Read the data below. Every line holding the string "above" must be copied.

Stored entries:
——

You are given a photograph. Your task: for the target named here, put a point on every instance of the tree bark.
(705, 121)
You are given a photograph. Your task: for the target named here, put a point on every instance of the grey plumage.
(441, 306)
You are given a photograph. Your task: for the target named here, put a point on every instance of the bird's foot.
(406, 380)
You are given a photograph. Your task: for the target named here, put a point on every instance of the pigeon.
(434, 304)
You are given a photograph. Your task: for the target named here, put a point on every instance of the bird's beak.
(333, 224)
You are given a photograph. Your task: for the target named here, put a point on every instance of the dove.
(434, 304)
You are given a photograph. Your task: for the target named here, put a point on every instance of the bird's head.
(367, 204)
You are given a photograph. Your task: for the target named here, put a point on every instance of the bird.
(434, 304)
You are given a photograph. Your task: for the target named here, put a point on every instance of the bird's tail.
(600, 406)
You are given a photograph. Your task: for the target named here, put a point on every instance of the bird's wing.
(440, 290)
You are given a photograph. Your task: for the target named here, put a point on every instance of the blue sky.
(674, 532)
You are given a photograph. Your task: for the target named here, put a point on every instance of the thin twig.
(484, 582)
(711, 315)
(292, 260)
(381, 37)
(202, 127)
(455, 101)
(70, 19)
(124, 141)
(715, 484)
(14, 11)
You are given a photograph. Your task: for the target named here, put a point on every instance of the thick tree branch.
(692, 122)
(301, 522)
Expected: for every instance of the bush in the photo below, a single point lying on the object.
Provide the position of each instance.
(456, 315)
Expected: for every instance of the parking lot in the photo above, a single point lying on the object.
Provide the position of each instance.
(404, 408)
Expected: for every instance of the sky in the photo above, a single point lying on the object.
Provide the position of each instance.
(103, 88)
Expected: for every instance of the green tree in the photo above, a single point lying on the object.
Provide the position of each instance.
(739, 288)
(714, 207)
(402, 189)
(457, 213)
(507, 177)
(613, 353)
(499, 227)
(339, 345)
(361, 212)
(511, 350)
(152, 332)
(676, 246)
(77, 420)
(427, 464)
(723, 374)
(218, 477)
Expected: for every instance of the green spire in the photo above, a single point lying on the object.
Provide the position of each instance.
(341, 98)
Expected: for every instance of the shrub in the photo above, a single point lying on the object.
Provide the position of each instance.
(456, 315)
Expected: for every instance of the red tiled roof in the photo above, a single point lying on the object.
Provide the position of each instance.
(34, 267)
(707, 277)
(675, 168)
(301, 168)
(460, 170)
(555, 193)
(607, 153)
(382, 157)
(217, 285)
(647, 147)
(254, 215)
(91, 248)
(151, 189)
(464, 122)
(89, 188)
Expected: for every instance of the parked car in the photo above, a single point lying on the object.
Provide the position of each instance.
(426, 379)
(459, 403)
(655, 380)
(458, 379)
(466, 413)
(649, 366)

——

__Answer to the exercise__:
Expected: for every instance of the parking lot in the photo above, a single point lying on the object.
Expected: for every instance of the sky in the photo above, a single point lying on the object.
Expected: for every instance of the green tree in the photo above, a single point lying on the object.
Expected: for every instance of the green spire in the photo above, a single point lying on the object.
Expected: for every instance of the shrub in the photo above, a single point lying on the object.
Expected: for every instance of the red tiled roof in the photo above, a single point lying on the object.
Expected: for every instance of the parked car in the photo above, a single point lying on the object.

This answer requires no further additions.